### Work required
Return every line of the records below that contains the string "ymax". Case counts.

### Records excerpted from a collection
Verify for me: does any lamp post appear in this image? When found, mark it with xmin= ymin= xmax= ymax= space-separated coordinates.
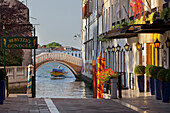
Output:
xmin=136 ymin=42 xmax=142 ymax=51
xmin=165 ymin=37 xmax=170 ymax=69
xmin=116 ymin=44 xmax=122 ymax=98
xmin=154 ymin=39 xmax=161 ymax=66
xmin=107 ymin=46 xmax=112 ymax=68
xmin=112 ymin=45 xmax=115 ymax=71
xmin=74 ymin=34 xmax=81 ymax=40
xmin=122 ymin=43 xmax=129 ymax=87
xmin=116 ymin=44 xmax=121 ymax=73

### Written response
Verify for me: does any lamp post appear in this image? When found, mark it with xmin= ymin= xmax= ymax= space-separated coordinates.
xmin=136 ymin=42 xmax=142 ymax=51
xmin=165 ymin=37 xmax=170 ymax=69
xmin=116 ymin=44 xmax=122 ymax=98
xmin=154 ymin=39 xmax=161 ymax=66
xmin=107 ymin=46 xmax=112 ymax=68
xmin=112 ymin=45 xmax=115 ymax=71
xmin=74 ymin=34 xmax=81 ymax=40
xmin=122 ymin=43 xmax=129 ymax=87
xmin=116 ymin=44 xmax=121 ymax=73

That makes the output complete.